» **Assigned task 1**:
In the Quad summit piece, which three working groups did the last online summit-level meeting create?
» **Assigned task 2**:
From the Quad summit piece, extract the passage starting with "Siliconpolitik: The Upcoming" and going on through "and which aren’t.".

» **Supplied text**:
# # # # # # #

Siliconpolitik: The Upcoming Quad Summit
-Pranay Kotasthane
News reports suggest that the first in-person Quad summit is likely to be held in September. The last online summit-level meeting created three working groups on vaccines, critical & emerging technologies (C&ET), and climate change.
Though there has been some action on vaccine delivery, there are virtually no updates about the outcomes of the other two working groups. At least on the C&ET front, it seems to me that a vast agenda has bogged down any meaningful collaboration. To this day, it seems that the four countries do not even agree on which technologies are critical and emerging, and which aren’t.
The four states will be looking for ways to get out of this rut as they meet in September. Hence it is useful to recommend C&ET ‘actionables’ that can be announced as part of this summit.
I have earlier written why a semiconductor partnership would be an ideal start for the Quad C&ET collaboration. In this edition, here are a few tangible action items to begin this partnership.

# # # # # # #

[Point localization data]

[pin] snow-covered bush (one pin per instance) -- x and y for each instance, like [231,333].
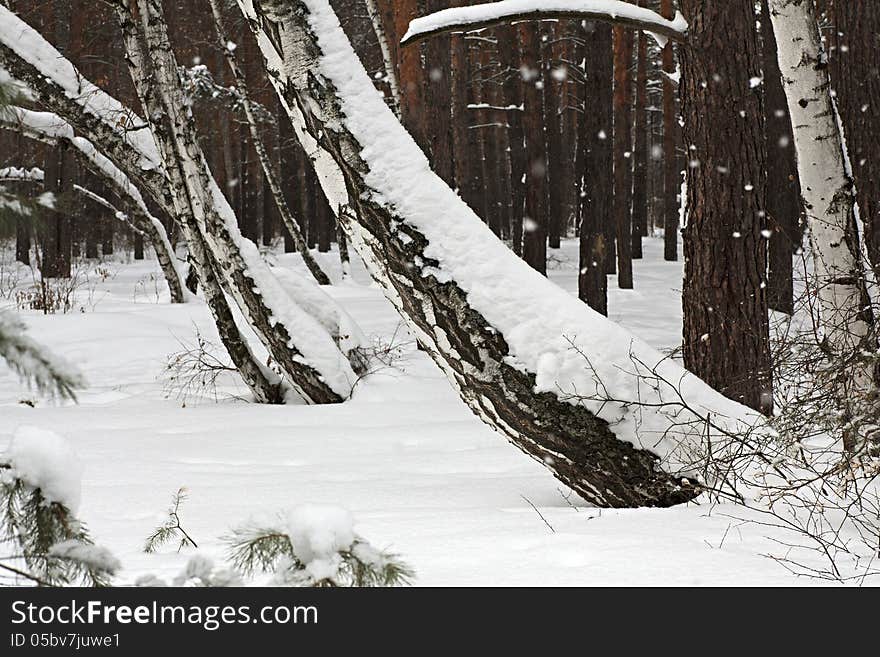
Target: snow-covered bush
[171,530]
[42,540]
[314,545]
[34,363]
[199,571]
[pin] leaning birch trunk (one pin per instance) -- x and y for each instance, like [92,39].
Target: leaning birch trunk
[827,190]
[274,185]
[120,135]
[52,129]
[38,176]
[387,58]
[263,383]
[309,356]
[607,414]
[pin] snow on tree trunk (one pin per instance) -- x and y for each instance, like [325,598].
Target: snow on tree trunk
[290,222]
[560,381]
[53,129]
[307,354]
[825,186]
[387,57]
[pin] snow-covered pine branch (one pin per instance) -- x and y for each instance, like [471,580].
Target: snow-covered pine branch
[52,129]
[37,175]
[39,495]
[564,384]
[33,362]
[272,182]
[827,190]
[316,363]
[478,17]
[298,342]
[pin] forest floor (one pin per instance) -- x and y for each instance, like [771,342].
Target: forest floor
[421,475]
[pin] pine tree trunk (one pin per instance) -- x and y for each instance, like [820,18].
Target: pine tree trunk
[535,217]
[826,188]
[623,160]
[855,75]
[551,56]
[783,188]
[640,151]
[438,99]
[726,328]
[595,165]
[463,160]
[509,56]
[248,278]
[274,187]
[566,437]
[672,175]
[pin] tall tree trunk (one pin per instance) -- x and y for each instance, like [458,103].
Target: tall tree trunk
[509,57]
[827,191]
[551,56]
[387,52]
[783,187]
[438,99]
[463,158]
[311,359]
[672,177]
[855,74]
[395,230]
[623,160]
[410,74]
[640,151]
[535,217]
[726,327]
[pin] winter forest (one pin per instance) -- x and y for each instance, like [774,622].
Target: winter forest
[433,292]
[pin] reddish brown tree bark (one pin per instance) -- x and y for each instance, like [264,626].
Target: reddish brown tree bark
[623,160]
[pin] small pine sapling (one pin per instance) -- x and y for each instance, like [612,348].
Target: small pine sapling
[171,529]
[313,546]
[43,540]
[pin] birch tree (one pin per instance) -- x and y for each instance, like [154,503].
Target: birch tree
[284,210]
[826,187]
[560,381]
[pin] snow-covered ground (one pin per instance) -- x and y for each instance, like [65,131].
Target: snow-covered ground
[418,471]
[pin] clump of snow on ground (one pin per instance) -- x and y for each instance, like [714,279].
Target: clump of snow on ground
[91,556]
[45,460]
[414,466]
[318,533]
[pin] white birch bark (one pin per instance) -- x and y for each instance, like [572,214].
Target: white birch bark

# # # # # # #

» **Task output 1**:
Working groups on vaccines, critical & emerging technologies (C&ET), and climate change.

» **Task output 2**:
Siliconpolitik: The Upcoming Quad Summit
-Pranay Kotasthane
News reports suggest that the first in-person Quad summit is likely to be held in September. The last online summit-level meeting created three working groups on vaccines, critical & emerging technologies (C&ET), and climate change.
Though there has been some action on vaccine delivery, there are virtually no updates about the outcomes of the other two working groups. At least on the C&ET front, it seems to me that a vast agenda has bogged down any meaningful collaboration. To this day, it seems that the four countries do not even agree on which technologies are critical and emerging, and which aren’t.